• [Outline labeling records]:
§ §

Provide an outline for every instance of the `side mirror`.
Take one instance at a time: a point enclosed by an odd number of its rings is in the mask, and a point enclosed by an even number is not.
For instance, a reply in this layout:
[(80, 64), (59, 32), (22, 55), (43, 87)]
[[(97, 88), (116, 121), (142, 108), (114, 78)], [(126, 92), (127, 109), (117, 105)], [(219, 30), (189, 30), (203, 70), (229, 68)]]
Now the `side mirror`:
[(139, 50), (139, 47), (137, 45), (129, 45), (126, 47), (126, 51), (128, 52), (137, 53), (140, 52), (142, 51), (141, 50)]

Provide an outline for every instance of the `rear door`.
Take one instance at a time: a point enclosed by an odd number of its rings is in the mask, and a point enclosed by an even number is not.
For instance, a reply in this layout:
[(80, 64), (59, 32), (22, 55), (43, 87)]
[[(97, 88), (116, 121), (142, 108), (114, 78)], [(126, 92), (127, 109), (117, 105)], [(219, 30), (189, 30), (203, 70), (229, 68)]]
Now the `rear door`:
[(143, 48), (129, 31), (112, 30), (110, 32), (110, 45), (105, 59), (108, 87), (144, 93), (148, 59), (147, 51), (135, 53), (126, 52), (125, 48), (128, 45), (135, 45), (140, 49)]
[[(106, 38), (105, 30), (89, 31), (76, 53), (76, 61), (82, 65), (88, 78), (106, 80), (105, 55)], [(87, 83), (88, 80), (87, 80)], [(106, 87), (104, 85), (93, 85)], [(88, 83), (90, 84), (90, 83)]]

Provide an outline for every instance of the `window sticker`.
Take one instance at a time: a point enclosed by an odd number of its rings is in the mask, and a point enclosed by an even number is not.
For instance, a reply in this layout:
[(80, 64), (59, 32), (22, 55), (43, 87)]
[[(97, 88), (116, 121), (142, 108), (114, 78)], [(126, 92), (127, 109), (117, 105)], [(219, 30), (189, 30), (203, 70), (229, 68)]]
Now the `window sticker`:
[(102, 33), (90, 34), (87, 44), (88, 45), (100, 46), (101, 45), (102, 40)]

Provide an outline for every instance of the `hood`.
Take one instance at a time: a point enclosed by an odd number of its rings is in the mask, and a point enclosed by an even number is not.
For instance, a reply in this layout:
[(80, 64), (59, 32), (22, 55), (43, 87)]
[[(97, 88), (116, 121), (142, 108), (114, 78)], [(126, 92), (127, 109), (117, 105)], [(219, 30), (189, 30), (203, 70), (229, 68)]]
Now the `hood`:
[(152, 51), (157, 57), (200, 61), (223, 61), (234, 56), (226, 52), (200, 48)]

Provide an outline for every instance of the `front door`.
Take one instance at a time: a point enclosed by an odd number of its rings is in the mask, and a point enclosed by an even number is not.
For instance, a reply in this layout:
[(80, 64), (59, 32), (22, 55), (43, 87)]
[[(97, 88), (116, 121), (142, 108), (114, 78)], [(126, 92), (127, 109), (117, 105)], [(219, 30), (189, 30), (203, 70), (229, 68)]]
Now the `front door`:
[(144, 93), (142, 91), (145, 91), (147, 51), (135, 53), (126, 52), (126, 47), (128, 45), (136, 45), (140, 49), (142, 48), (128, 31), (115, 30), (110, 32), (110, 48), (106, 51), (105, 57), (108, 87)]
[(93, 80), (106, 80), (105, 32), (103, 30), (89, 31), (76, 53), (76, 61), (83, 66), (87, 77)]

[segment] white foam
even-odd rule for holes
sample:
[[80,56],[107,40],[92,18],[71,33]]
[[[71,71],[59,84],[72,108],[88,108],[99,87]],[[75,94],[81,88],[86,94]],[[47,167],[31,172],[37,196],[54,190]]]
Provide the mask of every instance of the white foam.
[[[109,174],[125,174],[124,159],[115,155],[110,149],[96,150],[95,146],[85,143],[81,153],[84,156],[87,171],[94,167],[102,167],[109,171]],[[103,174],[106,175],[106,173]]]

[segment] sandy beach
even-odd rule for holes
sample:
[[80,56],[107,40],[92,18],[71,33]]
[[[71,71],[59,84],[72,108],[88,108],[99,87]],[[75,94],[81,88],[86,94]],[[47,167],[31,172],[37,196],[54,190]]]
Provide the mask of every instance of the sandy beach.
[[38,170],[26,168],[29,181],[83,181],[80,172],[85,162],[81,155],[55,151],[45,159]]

§ §

• [What the exercise asks]:
Convert the listing, from the line containing "[segment] white foam" through its final line, into a Markdown table with a Number column and a Line column, leaving out blank lines.

• [Exercise result]:
| Number | Line |
|---|---|
| 1 | [segment] white foam |
| 2 | even-odd rule for holes |
| 3 | sample: |
| 4 | [[80,56],[107,40],[92,18],[71,33]] |
| 5 | [[[71,71],[59,84],[72,108],[88,108],[99,87]],[[75,94],[81,88],[86,94]],[[47,167],[31,172],[37,196],[54,190]]] |
| 6 | Provide the mask of every instance of the white foam. |
| 7 | [[[109,174],[125,174],[124,159],[115,155],[110,149],[96,150],[95,146],[85,143],[81,153],[84,156],[87,171],[94,167],[102,167],[109,171]],[[103,174],[106,175],[106,173]]] |
| 8 | [segment] sandy beach |
| 9 | even-odd rule for holes |
| 10 | sample: |
| 11 | [[80,56],[107,40],[92,18],[71,33]] |
| 12 | [[[71,71],[59,84],[72,108],[88,108],[99,87]],[[75,94],[81,88],[86,94]],[[47,167],[31,172],[37,196],[54,190]]] |
| 13 | Provide the mask of every instance of the sandy beach. |
| 14 | [[38,170],[26,168],[29,181],[83,181],[80,172],[85,162],[81,155],[55,151],[45,159]] |